#### [CHALLENGES]
A – List every musician the Alice Coltrane tribute names as performing at the Ascension Day ceremony.
B – Reproduce the Alice Coltrane tribute, beginning at the words "Jazz Supplement" and stopping after "A. C. Turiyasangitananda.", and switch "harpist" to "organist".

#### [DOCUMENT PASSAGE]
Tuesday, June 05, 2007

Alice Coltrane tribute

Jazz Supplement
Village Voice
Songs of Faith and Devotion
Alice Coltrane's legacy boldly mingles the spiritual with the musical
by D. Strauss
June 5th, 2007 12:12 PM

Alice McLeod came from the church, but who would've thought that by the end of her life, she would be the church? When the late pianist and harpist died of respiratory failure in January at the age of 69, she was long known, by her followers at the Sai Anantam Ashram in the Santa Monica hills, as Swamini A. C. Turiyasangitananda.

Jazz devotees, of course, know her by another name. "I can't say enough about the genius of Alice Coltrane," says bassist Charlie Haden, who recorded with both Alice and her husband, John. "Her musical spontaneity was incredible. Alice was open—she didn't see music in categories. When you played music with her, you had the feeling of no category. You were just trying to find beauty. That's really what it's about."

But that beauty, for some, takes an entirely religious form. Alice was feted last month with an Ascension Day ceremony at St. John the Divine in Harlem—organized by her son, the saxophonist Ravi Coltrane, it included theologians such as JJ Hurtak (and, by proxy, Cornel West) joining followers and ashram bureaucrats in singing her praises, and not necessarily focusing on her music. The night featured performances from Coltrane compatriots both senior (Haden himself, as well as bassist Reggie Workman and drummer Jack De Johnette) and slightly junior (Ravi and drummer Jeff "Tain" Watts), as well as those simply under her influence (pianist Geri Allen and harpist Brandee Younger). But Alice's musical acumen wasn't necessarily a priority.

Ravi sounds very earnest when he speaks about his mother. "I don't consider her a jazz musician," he stresses a few weeks later, echoing claims Alice made in her own interviews. "Her contribution was very broad, and roots have many things in them. The devotional aspect is what tied it together."

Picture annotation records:
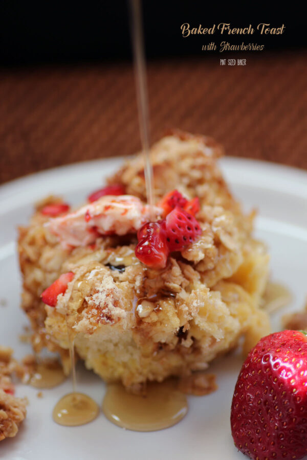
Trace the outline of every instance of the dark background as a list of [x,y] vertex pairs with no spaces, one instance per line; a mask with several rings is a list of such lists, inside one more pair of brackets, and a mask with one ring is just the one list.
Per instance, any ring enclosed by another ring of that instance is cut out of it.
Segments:
[[[303,4],[143,4],[151,143],[179,128],[214,137],[227,155],[307,169]],[[127,6],[0,0],[0,183],[139,150]],[[286,29],[282,35],[183,38],[187,22]],[[222,40],[265,48],[202,51]],[[222,66],[221,58],[246,59],[246,65]]]
[[[284,51],[306,45],[305,19],[293,2],[220,2],[145,0],[143,2],[147,55],[149,58],[199,55],[203,43],[264,43],[266,51]],[[130,58],[128,2],[119,1],[0,2],[0,63],[3,66],[41,63],[101,62]],[[285,24],[282,35],[190,35],[180,26],[210,27]]]

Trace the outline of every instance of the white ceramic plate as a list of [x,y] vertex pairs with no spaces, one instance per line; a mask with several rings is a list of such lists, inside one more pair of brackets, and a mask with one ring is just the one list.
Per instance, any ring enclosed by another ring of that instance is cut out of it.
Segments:
[[[21,290],[15,241],[18,225],[27,223],[33,203],[49,194],[61,194],[69,202],[84,200],[116,169],[121,159],[80,163],[50,170],[0,187],[0,343],[14,348],[21,358],[31,350],[21,343],[27,320],[19,307]],[[256,234],[266,242],[272,256],[273,279],[288,286],[291,305],[273,318],[280,327],[282,314],[301,308],[307,294],[307,173],[270,164],[234,158],[222,161],[235,195],[246,210],[256,208]],[[19,385],[17,395],[27,396],[28,415],[16,438],[0,444],[0,457],[10,460],[164,460],[176,458],[244,460],[233,446],[229,417],[232,393],[241,358],[233,356],[214,363],[218,390],[203,398],[190,397],[189,411],[178,425],[161,431],[125,430],[100,413],[83,426],[56,425],[51,413],[60,397],[71,390],[69,379],[53,389],[38,390]],[[78,390],[101,404],[105,390],[101,380],[81,365],[77,369]]]

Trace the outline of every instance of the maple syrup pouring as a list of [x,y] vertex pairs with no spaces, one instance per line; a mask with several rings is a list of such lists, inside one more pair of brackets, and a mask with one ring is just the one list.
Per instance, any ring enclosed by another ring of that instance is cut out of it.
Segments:
[[174,379],[148,383],[144,394],[128,393],[119,383],[109,384],[102,403],[113,423],[135,431],[163,430],[178,423],[188,412],[185,396]]
[[150,220],[155,220],[154,176],[149,156],[149,130],[148,93],[146,64],[144,51],[144,34],[140,0],[130,0],[131,12],[131,31],[133,45],[134,62],[136,78],[137,100],[140,135],[144,158],[144,174],[147,203],[149,205]]
[[69,333],[68,318],[66,325],[69,345],[69,355],[73,377],[73,392],[65,395],[55,405],[52,416],[54,421],[64,426],[78,426],[92,422],[99,411],[97,404],[90,396],[77,392],[74,339]]

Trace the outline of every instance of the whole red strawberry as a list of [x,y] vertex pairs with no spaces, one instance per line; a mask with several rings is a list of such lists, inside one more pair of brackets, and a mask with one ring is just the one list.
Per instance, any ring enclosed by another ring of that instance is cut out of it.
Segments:
[[144,224],[138,232],[138,239],[135,249],[138,259],[148,267],[164,268],[169,253],[166,244],[165,221]]
[[194,216],[177,206],[166,216],[166,241],[170,251],[187,247],[201,235],[202,230]]
[[307,454],[307,337],[283,331],[262,338],[238,378],[230,417],[236,447],[254,460]]

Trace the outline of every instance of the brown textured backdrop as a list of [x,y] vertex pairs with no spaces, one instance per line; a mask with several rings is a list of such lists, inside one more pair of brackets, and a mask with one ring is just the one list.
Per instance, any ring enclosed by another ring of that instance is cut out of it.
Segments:
[[[228,155],[307,169],[304,52],[247,55],[246,66],[220,57],[149,64],[152,140],[178,127]],[[0,98],[0,182],[140,148],[128,63],[2,70]]]

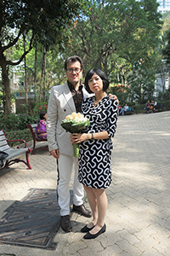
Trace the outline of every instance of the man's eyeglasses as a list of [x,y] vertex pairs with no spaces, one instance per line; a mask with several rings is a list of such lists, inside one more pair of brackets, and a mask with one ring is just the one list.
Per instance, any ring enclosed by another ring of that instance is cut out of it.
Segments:
[[80,73],[82,71],[82,68],[67,68],[66,71],[69,73],[73,73],[74,71],[76,73]]

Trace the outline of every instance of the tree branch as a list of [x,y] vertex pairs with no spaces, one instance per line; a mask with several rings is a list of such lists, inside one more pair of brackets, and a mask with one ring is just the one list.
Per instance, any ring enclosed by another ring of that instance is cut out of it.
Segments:
[[30,41],[30,46],[29,46],[29,49],[21,55],[20,59],[16,61],[16,62],[12,62],[11,61],[6,61],[6,64],[7,65],[11,65],[11,66],[16,66],[16,65],[19,65],[22,60],[24,59],[24,57],[31,51],[31,49],[32,49],[32,41],[33,41],[33,38],[34,38],[34,33],[32,33],[32,36],[31,36],[31,41]]
[[19,40],[20,36],[23,32],[24,32],[24,26],[22,26],[20,27],[20,31],[19,31],[18,37],[17,37],[16,38],[14,38],[14,39],[13,40],[13,42],[10,42],[8,45],[3,47],[3,49],[3,49],[3,52],[5,51],[7,49],[8,49],[8,48],[14,46],[14,45],[16,44],[16,42]]

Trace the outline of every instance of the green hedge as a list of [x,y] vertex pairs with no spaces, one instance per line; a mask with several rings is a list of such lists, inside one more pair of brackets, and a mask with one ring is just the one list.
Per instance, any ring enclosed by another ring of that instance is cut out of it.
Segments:
[[[170,110],[170,101],[166,102],[157,102],[158,104],[163,104],[163,111]],[[134,108],[134,113],[144,113],[145,104],[133,105],[131,108]]]
[[30,116],[28,114],[14,114],[3,117],[0,116],[0,129],[5,132],[9,131],[18,131],[26,129],[28,124],[36,124],[38,116]]
[[[25,130],[18,130],[18,131],[5,131],[6,137],[8,140],[17,140],[17,139],[22,139],[25,140],[26,143],[32,140],[32,136],[30,131],[30,129],[26,128]],[[10,147],[16,146],[20,144],[20,142],[14,142],[9,143]]]

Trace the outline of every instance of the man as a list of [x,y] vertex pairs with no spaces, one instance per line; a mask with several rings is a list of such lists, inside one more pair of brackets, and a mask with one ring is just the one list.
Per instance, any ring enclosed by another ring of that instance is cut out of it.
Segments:
[[122,113],[122,115],[124,115],[124,112],[128,111],[128,106],[126,103],[124,108],[121,109],[120,114]]
[[83,205],[84,190],[77,177],[78,158],[73,157],[70,133],[61,126],[62,120],[72,112],[81,112],[81,104],[83,99],[92,96],[86,91],[81,82],[82,69],[82,61],[79,56],[71,56],[65,60],[65,71],[67,82],[65,84],[53,87],[48,106],[48,142],[51,154],[57,160],[57,189],[61,228],[65,232],[71,231],[69,183],[73,166],[75,170],[73,211],[87,218],[92,216],[92,213]]

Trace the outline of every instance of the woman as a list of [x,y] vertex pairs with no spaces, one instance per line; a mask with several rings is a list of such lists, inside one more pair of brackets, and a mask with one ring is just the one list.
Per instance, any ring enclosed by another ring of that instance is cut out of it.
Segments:
[[72,134],[71,140],[80,143],[79,182],[84,186],[93,212],[93,220],[81,231],[85,239],[94,239],[106,230],[105,217],[107,198],[105,189],[111,182],[111,137],[117,120],[117,102],[109,98],[109,80],[99,69],[91,69],[85,78],[85,87],[95,96],[85,99],[82,112],[90,120],[88,133]]

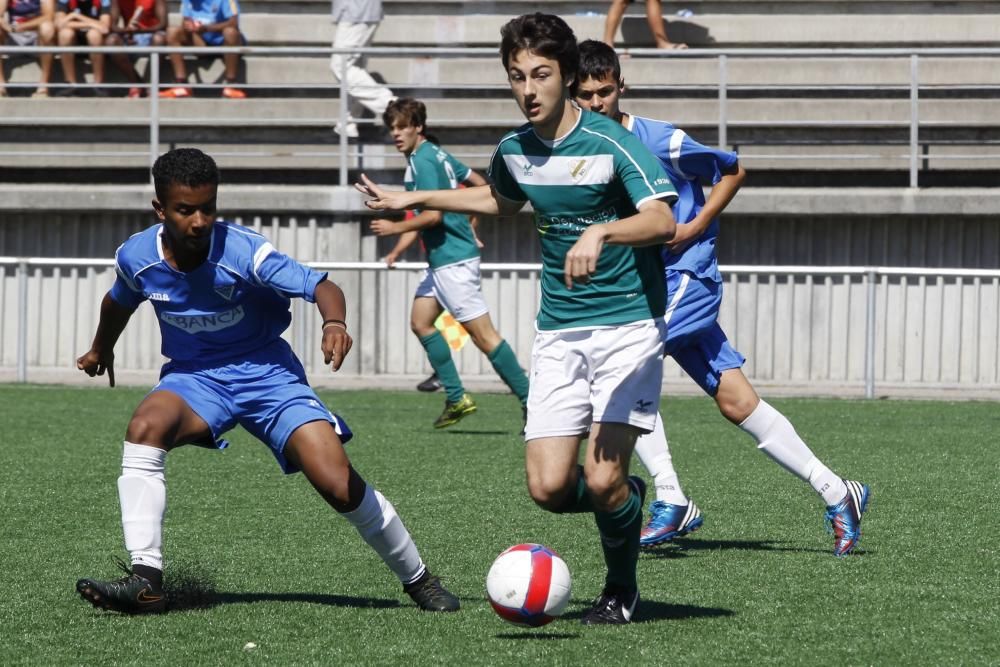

#### [ANSWERS IN ORDER]
A – Charlie Haden, Reggie Workman, Jack De Johnette, Ravi Coltrane, Jeff "Tain" Watts, Geri Allen, Brandee Younger

B –
Jazz Supplement
Village Voice
Songs of Faith and Devotion
Alice Coltrane's legacy boldly mingles the spiritual with the musical
by D. Strauss
June 5th, 2007 12:12 PM

Alice McLeod came from the church, but who would've thought that by the end of her life, she would be the church? When the late pianist and organist died of respiratory failure in January at the age of 69, she was long known, by her followers at the Sai Anantam Ashram in the Santa Monica hills, as Swamini A. C. Turiyasangitananda.